» SELECTED PASSAGE:
Freedom to Marry, an organization lobbying for nationwide legislative approval of same-sex marriage, has launched a $1 million, multi-state campaign to build support for marriage equality in the south. Many local leaders in the region have joined the effort, called Southerners for the Freedom to Marry.

The effort will include “significant field and media work” over the next year in partnership with a dozen supportive organizations across the region. According to program materials, local politicians named as honorary co-chairs in the effort include:

  • Alabama: State Representative Patricia Todd (D)
  • Arkansas: Fayetteville Mayor Lionel Jordan (D)
  • Florida: Representative Ilena Ross-Lehtinen (R) 
  • Georgia: Atlanta Mayor Kasim Reed and Representative John Lewis (D)
  • North Carolina: Chapel Hill Mayor Mark Kleinschmidt (D)
  • South Carolina: Representative James Clybrun (D)
  • Texas: Representative Joaquin Casto (D)
  • Virginia: U.S. Senator Tim Kaine (D)

Asheville, N.C., Mayor Esther Manheimer (D) also recently joined the group.

Citing 2010 Census Bureau data, Freedom to Marry reports same-sex couples raising children are more common in the South than in any other region of the country. A Freedom To Marry poll of registered voters in the south showed support for marriage equality in the region is now evenly split. The organization’s goal is to tip the balance. 

But if recent legislation proposed in the region is any indication, the battle may be hard-fought. HB 1023, Georgia’s Preservation of Religious Freedom Act, is rapidly moving through the state’s House of Representatives, and would allow individuals to refuse service to homosexuals based on individuals' religious convictions, according to The Atlanta Journal-Constitution.

The bill’s language is nearly identical to controversial legislation passed in Arizona earlier in the month, according to The Atlanta Journal-Constitution. CNN reports the bill will allow Arizona business owners the same authority to deny services based on religious convictions. It is expected that Arizona Gov. Jan Brewer will veto the legislation.

But similar bills have been introduced in Kansas, Tennessee, Oklahoma and others, according to The Atlanta Journal-Constitution. Supporters argue that by requiring a business owner to serve groups they object to on religious grounds, the state is violating that individual’s religious freedoms.  

However, the concern, according to the Anti-Defamation League, is that these types of bills will classify homosexuals and other “offensive” groups as second-class citizens.

The Anti-Defamation League says, “[this type of legislation] would allow law enforcement to refuse assignments that they find religiously offensive such assisting or guarding a religious institution of a different faith, a pharmacy that sells prescription contraception, a liquor store, a butcher shop selling pork or beef or a casino...” taken to an extreme, the organization says this legislation would allow widespread discrimination without consequence.

Freedom to Marry’s founder and president, Evan Wolfson, understands the south to be at a turning point. “Our investment in the South comes at a pivotal time in the marriage movement,” he said in a statement. “The South is home to hundreds of thousands of loving, committed same-sex couples – and to a majority of the nearly 50 federal marriage cases now underway in courts across the country. Our new campaign will give voice to the many in the region now ready to move forward, including clergy, business leaders, conservatives and family members, to show that all of America is ready for the freedom to marry.”

» DATA EXTRACT:
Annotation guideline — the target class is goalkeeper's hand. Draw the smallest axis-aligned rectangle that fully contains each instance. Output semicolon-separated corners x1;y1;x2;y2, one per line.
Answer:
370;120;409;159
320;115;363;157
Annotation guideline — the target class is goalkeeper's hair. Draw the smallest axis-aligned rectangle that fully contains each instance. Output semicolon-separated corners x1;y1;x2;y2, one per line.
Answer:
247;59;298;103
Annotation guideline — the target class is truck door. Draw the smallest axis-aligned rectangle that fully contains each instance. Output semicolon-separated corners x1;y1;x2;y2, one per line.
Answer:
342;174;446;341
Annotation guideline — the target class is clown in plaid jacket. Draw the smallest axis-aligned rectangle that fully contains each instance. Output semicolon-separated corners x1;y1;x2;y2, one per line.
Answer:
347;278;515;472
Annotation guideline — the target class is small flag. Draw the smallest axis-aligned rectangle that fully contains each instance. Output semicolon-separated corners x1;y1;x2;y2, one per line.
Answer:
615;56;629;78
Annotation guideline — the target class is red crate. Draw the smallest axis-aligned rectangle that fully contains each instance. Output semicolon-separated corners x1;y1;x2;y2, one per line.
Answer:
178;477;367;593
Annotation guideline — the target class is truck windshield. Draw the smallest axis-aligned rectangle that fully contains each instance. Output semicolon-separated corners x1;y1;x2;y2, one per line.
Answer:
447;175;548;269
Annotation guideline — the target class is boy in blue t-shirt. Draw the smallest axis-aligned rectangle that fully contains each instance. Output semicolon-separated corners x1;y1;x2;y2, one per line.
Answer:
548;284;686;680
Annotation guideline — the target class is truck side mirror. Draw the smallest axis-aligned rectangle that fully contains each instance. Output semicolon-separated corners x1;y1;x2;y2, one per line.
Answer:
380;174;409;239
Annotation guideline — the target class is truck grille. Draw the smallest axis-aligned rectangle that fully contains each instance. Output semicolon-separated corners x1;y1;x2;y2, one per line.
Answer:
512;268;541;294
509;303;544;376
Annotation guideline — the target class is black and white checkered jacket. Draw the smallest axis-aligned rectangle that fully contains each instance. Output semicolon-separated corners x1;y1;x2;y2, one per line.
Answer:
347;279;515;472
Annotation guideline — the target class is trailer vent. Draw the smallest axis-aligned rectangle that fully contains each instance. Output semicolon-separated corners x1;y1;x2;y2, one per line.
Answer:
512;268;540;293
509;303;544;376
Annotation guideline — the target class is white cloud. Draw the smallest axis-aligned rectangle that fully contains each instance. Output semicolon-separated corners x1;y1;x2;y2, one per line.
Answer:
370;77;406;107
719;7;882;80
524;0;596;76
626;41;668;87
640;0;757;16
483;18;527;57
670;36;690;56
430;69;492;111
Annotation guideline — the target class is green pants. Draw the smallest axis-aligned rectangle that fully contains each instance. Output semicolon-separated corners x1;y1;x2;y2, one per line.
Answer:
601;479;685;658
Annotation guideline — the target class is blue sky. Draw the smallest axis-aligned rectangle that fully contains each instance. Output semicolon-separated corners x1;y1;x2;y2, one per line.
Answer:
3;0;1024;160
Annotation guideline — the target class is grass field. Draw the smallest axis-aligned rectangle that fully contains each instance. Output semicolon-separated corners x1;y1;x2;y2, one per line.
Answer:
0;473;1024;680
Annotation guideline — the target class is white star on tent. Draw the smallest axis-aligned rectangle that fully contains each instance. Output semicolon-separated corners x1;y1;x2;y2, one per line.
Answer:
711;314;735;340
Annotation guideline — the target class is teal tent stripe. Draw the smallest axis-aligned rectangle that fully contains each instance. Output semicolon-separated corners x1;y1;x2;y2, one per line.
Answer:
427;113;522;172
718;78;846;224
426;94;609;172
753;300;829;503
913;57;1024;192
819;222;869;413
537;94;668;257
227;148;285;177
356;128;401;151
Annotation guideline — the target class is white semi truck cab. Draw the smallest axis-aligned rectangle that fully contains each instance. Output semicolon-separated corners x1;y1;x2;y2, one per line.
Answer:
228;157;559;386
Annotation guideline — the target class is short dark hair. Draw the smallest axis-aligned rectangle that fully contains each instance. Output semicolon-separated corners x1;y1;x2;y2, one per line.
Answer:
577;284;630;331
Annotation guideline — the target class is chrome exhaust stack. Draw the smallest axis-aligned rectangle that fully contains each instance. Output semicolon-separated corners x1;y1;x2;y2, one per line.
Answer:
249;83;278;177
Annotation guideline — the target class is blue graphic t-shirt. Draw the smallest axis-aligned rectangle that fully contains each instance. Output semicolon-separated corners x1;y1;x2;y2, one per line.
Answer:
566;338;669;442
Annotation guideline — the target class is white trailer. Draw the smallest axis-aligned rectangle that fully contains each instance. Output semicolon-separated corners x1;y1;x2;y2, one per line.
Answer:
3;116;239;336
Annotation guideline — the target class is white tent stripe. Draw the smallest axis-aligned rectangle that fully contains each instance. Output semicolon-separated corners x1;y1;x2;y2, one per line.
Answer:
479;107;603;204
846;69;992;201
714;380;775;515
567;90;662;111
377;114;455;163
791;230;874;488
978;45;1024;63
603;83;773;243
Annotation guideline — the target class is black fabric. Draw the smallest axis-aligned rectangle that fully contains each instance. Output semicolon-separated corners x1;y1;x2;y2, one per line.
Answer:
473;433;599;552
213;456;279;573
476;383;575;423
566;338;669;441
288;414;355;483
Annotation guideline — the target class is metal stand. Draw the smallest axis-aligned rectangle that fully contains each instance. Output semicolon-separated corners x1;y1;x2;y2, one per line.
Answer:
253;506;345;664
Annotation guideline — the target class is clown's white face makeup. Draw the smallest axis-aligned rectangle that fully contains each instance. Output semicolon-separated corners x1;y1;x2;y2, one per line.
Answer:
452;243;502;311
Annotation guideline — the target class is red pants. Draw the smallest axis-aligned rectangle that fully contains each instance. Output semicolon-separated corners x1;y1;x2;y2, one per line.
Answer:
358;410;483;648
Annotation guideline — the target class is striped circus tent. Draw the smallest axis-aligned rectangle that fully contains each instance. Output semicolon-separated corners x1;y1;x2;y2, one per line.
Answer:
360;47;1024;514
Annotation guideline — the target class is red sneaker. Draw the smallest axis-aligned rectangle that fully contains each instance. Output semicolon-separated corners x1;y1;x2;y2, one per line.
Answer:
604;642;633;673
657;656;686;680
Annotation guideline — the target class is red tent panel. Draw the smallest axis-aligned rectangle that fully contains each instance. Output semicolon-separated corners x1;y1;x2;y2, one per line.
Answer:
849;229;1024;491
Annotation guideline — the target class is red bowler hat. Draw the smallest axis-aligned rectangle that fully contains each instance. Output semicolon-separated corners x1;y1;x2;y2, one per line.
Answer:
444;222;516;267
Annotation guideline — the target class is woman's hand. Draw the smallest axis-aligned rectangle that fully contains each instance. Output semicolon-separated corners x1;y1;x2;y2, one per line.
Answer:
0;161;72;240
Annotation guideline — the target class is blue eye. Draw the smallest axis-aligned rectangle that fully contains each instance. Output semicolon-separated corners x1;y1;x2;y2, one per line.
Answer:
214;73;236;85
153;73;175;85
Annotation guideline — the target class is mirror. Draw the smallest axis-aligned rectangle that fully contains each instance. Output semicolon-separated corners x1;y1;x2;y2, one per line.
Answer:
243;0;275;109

» WHAT YOU SHOULD DO:
Return the stretch of the marriage-campaign article from "The effort will" through "Patricia Todd (D)", word for word.

» RESPONSE AREA:
The effort will include “significant field and media work” over the next year in partnership with a dozen supportive organizations across the region. According to program materials, local politicians named as honorary co-chairs in the effort include:

  • Alabama: State Representative Patricia Todd (D)